### Material for this task:
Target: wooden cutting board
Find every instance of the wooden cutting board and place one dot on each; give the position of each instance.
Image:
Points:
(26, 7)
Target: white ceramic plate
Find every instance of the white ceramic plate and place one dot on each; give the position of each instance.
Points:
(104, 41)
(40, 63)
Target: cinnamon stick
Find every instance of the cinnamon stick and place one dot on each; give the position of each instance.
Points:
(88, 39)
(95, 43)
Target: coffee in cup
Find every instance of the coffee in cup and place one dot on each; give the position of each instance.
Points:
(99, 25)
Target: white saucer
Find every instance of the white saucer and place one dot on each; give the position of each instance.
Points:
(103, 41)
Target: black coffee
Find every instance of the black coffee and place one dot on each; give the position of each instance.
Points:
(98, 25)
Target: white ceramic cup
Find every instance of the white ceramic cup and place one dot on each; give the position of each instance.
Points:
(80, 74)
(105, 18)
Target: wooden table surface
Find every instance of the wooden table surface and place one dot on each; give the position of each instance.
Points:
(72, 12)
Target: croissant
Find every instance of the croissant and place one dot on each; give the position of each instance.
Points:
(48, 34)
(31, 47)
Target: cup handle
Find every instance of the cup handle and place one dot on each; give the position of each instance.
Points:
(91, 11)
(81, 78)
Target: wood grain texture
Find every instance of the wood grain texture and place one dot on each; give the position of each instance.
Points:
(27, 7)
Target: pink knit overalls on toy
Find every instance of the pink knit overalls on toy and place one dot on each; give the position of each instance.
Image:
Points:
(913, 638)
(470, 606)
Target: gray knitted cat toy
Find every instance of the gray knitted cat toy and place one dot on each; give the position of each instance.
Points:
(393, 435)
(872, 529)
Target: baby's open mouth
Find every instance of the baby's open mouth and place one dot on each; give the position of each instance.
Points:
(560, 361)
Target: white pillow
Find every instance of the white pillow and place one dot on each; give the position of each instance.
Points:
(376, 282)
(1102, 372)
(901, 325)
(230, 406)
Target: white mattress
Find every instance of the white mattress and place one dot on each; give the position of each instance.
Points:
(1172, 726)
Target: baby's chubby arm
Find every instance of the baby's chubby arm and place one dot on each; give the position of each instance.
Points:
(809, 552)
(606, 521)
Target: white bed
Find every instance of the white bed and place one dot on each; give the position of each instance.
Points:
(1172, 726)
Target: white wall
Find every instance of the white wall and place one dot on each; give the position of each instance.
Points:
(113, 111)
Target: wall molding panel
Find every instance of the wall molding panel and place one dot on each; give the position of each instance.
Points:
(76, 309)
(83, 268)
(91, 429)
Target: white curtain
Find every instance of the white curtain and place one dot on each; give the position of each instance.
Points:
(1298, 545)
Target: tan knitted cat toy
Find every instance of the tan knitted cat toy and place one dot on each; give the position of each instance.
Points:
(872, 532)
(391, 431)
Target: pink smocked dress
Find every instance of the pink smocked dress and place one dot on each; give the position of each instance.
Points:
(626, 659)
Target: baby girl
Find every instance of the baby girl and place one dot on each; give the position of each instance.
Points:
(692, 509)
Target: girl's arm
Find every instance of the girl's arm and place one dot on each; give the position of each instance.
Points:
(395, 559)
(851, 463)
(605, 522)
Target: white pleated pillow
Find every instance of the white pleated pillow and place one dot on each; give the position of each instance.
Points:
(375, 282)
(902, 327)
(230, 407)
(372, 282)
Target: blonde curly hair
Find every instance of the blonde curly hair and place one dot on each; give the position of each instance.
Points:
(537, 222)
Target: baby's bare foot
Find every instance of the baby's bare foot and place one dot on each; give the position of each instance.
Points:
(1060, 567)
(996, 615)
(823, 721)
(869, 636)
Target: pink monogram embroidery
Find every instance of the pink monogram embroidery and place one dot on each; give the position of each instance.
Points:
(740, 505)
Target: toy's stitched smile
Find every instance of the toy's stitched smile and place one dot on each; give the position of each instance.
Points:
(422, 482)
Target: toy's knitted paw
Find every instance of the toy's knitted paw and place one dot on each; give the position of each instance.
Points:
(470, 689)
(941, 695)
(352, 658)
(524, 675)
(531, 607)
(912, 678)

### Brief:
Check each line of the records for the word "ceramic" and extract those that contain it.

### Reply:
Target: white ceramic plate
Find every instance of the white ceramic plate and place one dot on each; give the position of each instance.
Target: white ceramic cup
Find every instance of the white ceramic cup and place one dot on each; give the position of each instance.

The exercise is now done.